++++ Document section ++++

TITLE: Pager

ISSUE: Multi-value Solutions Oct'98

AUTHOR: Nathan Rector

COMPANY: Natec Systems

EMAIL: nater@northcoast.com

HTTP:www.northcoast.com/~nater/

"When I'm away from the office, how can I get the computer to tell me when it's done with a save or notify me of a critical system error."

This was a challenge of mine some time ago. I was having difficulty managing a few of my clients' hardware. For the most part their computers would monitor and correct any errors they found, but a few critical errors still needed a human to solve and fix.

As we all know, critical errors only occur when there isn't anyone there who knows how to fix the problem - mostly weekends and at night. Since I'm not at my office during those times (or very rarely), I needed a way I could be notified when I'm needed.

Most consultants have a pager to leash them to the office, and in turn, to their clients. I'm not an exception. I decided to look into a way to get my clients' computers to page me directly when it runs across an error it correct on its own.

Since I use a generic paging service that just requires someone to enter their phone number from a touch tone phone, all I needed was a modem and communications software to control the modem. (Pick's weakest point.)

Advanced Pick includes the basic commands to control communication with a modem, The only problem was that not all my clients used Advanced Pick. A few of them still used R83.

In this article, I focus on using Advanced Pick's commands. However, with slight modifications, using Main-Link, InfoLink, or other communication software, the same code can work on R83.

Advanced Pick supplies the basic commands SEND and GET. These commands allow the user to send and receive information directly from a port. This allows me to send modem initialization commands, as well as the dialing commands needed to cause the modem to call the pager. All that was left to do was to have the computer call the paging service and leave a message.

++++

### Instructions
**a)** List every field label that appears in the header of the pager article.
**b)** Answer these questions from the pager article:
(i) In which issue did the article appear?
(ii) Which older release were a few of the clients still running?
(iii) What two basic commands does Advanced Pick supply for port communication?
**c)** Pick up the pager article where it stops and continue it.

++++ Items ++++

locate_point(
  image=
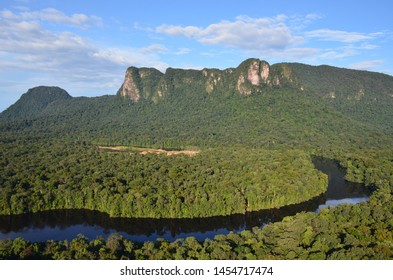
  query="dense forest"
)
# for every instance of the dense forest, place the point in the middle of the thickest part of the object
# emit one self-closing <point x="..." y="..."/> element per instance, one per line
<point x="255" y="152"/>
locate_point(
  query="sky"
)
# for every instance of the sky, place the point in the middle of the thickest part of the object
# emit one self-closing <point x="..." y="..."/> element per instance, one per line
<point x="86" y="46"/>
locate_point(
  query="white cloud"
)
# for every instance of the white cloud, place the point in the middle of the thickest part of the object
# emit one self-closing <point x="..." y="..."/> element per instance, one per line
<point x="66" y="58"/>
<point x="182" y="51"/>
<point x="54" y="16"/>
<point x="339" y="36"/>
<point x="246" y="33"/>
<point x="366" y="65"/>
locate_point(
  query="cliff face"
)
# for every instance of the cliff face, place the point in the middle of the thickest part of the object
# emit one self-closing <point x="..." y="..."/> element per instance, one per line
<point x="251" y="76"/>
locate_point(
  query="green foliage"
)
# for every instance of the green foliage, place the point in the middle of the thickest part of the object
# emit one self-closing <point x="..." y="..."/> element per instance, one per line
<point x="60" y="175"/>
<point x="255" y="154"/>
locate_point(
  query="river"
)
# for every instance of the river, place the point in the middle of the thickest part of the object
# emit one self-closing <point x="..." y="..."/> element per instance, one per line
<point x="67" y="224"/>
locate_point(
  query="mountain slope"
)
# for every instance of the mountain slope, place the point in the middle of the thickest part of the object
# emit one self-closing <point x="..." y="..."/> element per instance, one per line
<point x="255" y="104"/>
<point x="34" y="101"/>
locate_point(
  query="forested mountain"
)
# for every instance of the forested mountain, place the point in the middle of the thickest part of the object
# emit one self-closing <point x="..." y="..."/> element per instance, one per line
<point x="255" y="129"/>
<point x="254" y="104"/>
<point x="34" y="101"/>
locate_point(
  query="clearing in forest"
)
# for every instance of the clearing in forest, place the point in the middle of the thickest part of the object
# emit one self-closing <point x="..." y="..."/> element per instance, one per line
<point x="145" y="151"/>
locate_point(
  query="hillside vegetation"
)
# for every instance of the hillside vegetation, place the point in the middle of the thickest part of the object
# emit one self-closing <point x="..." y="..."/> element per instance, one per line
<point x="256" y="127"/>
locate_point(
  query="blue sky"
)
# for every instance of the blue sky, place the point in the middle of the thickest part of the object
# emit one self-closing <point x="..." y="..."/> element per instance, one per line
<point x="86" y="46"/>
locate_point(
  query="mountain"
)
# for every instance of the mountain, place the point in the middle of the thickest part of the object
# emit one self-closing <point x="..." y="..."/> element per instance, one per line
<point x="34" y="101"/>
<point x="367" y="96"/>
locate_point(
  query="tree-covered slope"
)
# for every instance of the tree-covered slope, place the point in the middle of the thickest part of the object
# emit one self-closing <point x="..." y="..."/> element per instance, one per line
<point x="34" y="101"/>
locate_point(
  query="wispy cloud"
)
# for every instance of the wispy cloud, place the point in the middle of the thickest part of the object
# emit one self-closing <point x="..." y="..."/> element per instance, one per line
<point x="54" y="16"/>
<point x="27" y="45"/>
<point x="253" y="34"/>
<point x="340" y="36"/>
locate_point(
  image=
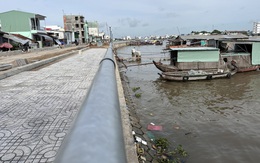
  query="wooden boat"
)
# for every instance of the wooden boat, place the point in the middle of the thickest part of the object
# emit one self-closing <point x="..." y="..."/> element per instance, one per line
<point x="193" y="75"/>
<point x="247" y="69"/>
<point x="5" y="66"/>
<point x="164" y="67"/>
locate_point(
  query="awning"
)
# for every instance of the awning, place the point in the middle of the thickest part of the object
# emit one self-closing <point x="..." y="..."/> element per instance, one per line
<point x="47" y="38"/>
<point x="16" y="39"/>
<point x="58" y="41"/>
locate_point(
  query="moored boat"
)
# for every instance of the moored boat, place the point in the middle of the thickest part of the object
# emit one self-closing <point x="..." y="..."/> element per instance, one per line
<point x="193" y="75"/>
<point x="164" y="67"/>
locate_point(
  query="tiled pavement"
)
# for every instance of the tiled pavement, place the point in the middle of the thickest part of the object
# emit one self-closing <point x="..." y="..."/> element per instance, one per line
<point x="37" y="107"/>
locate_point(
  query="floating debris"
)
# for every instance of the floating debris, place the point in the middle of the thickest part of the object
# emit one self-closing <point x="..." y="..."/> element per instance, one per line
<point x="154" y="127"/>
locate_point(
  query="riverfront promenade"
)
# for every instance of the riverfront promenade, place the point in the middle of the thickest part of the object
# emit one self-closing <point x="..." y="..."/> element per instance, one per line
<point x="37" y="107"/>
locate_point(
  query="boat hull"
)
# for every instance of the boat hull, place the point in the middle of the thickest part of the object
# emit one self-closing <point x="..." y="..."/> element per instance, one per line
<point x="185" y="76"/>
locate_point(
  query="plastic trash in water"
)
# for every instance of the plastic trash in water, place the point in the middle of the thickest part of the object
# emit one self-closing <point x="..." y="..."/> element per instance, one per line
<point x="150" y="135"/>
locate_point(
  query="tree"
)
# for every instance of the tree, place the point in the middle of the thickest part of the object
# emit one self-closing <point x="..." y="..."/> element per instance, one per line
<point x="215" y="31"/>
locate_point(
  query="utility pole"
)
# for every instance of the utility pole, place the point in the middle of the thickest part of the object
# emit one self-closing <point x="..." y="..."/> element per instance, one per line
<point x="111" y="35"/>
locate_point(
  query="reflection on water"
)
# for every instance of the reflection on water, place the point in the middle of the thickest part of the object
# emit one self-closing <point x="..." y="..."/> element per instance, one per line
<point x="217" y="120"/>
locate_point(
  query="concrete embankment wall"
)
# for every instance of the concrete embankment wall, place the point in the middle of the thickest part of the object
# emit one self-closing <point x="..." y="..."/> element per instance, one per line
<point x="120" y="44"/>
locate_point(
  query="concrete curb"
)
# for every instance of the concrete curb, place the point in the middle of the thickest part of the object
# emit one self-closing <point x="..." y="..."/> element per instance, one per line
<point x="31" y="66"/>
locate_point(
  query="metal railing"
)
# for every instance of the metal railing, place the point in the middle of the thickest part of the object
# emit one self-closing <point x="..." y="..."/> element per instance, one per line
<point x="97" y="134"/>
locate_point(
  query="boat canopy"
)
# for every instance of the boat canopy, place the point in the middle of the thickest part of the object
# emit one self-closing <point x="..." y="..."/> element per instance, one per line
<point x="197" y="54"/>
<point x="256" y="53"/>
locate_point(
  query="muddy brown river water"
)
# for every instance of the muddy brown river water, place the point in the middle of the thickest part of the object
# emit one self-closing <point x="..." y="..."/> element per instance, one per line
<point x="215" y="121"/>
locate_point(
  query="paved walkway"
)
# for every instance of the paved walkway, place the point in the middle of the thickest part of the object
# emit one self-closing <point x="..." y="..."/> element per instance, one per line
<point x="38" y="107"/>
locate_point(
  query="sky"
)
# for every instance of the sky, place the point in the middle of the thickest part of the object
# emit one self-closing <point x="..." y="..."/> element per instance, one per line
<point x="147" y="17"/>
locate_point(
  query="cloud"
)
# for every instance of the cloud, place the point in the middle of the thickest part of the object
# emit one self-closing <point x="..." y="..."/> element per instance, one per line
<point x="131" y="22"/>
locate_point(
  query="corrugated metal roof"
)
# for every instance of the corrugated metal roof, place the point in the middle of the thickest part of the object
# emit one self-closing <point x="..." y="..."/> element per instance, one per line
<point x="211" y="37"/>
<point x="195" y="49"/>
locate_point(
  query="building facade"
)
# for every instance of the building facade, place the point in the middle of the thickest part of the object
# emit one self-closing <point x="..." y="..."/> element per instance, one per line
<point x="256" y="28"/>
<point x="76" y="25"/>
<point x="26" y="24"/>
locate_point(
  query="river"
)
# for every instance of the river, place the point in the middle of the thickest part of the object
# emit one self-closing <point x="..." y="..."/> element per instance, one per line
<point x="214" y="120"/>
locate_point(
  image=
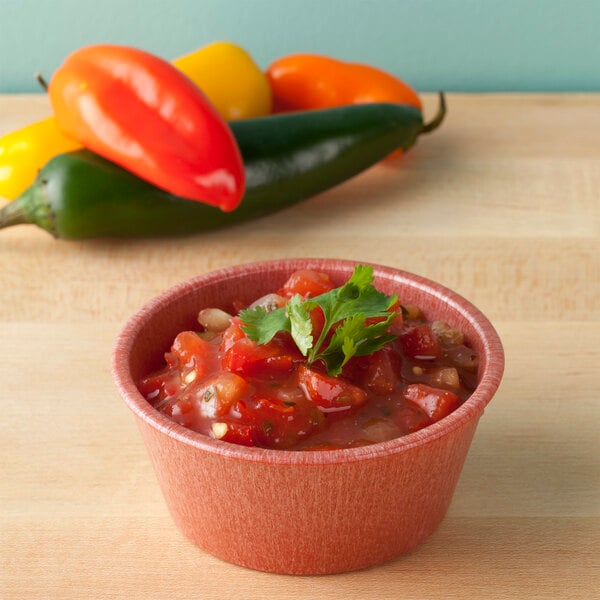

++++

### Expected outputs
**a)** TITLE, ISSUE, AUTHOR, COMPANY, EMAIL, HTTP

**b)**
(i) Multi-value Solutions Oct'98
(ii) R83
(iii) SEND and GET

**c)**
To start, I called the paging terminal and counted how many seconds after the dialing took place before I could send a meassge. (For me this was about 10 seconds.) From this information I constructed the following modem dialing string:

ATDT 441-9999,,,,,000 ;

+++

ATH

Each comma represents two seconds. '000' was the test string that I used to send to the paging service. The ';' is used to return to the command mode after dialing has completed. If you leave the ';' out the modem thinks that it is talking to another modem and tries to connect. The '+++' and 'ATH' hangs up the phone.

These sets of commands worked greate, except for one thing: The phone hung up before the paging service could complete its process. This required a 5 second sleep statement between the dialing command and the hang up command.

For several weeks this code worked. I was notified when there was a major problem before the customer ran into anything major. Then one morning I got a call from a client saying that their system had crashed the night before and it wouldn't boot back up correctly. After fixing the problem, I looked into why the paging program didn't work.

Soon I discovered why. The paging service usually answers on the first ring, then after the message on what to do you put in the paging code. All this takes about 10 seconds. But on that particular day, the paging service was answering the phone on the second and third rings. Since the program was setup assuming for one ring, it prematurely hung up before the message was sent correctly.

I re-looked at the dialing command. By working with the paging company, I found a combination that finally worked no matter how many rings the phone is answered on.

By using a recorded message on the paging terminal with a six second pause in it and using the modem command string '@', the problem was solved. The '@' command causes the modem to pause and wait for five seconds worth of silence before continuing with the rest of the string.

By using the modem initial command of:

ATDT 441-9999 @,, 000 ;

+++

ATH

With a recorded message of "You've reached Nathan Rector's paging terminal. Please enter the phone number for a return call. There will be a five second pause before the beep...", then a six second pause, "Thank you".

I used a six second pause to make sure the modem picked up on the long pause. By adding the two commas (,) after the '@', I took care of the "Thank you" in the recorded message. The paging company needed the "Thank You" for their system to play the message with the five second pause correctly.

This simple program has since been adapted for you. Most businesses run large batch processes every night, and seem to always run into some kind of problem. My clients took this program and attached it those programs to let them know when they are done or have a problem.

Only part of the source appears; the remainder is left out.